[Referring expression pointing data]
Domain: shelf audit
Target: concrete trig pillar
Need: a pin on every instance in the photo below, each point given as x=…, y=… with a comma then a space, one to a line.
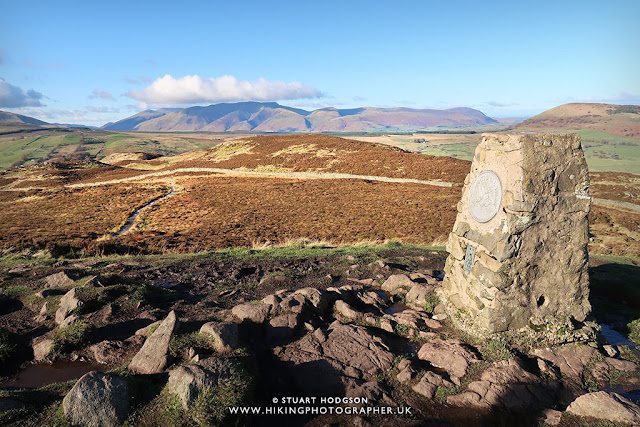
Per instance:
x=518, y=249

What you have to do
Repeat the data exactly. No pictures should appear.

Exercise solution
Domain: shelf audit
Target: concrete trig pillar
Need: a pin on every instance in the photo below, each point given as x=…, y=… with a comma then a space, one to a line.
Per instance:
x=518, y=249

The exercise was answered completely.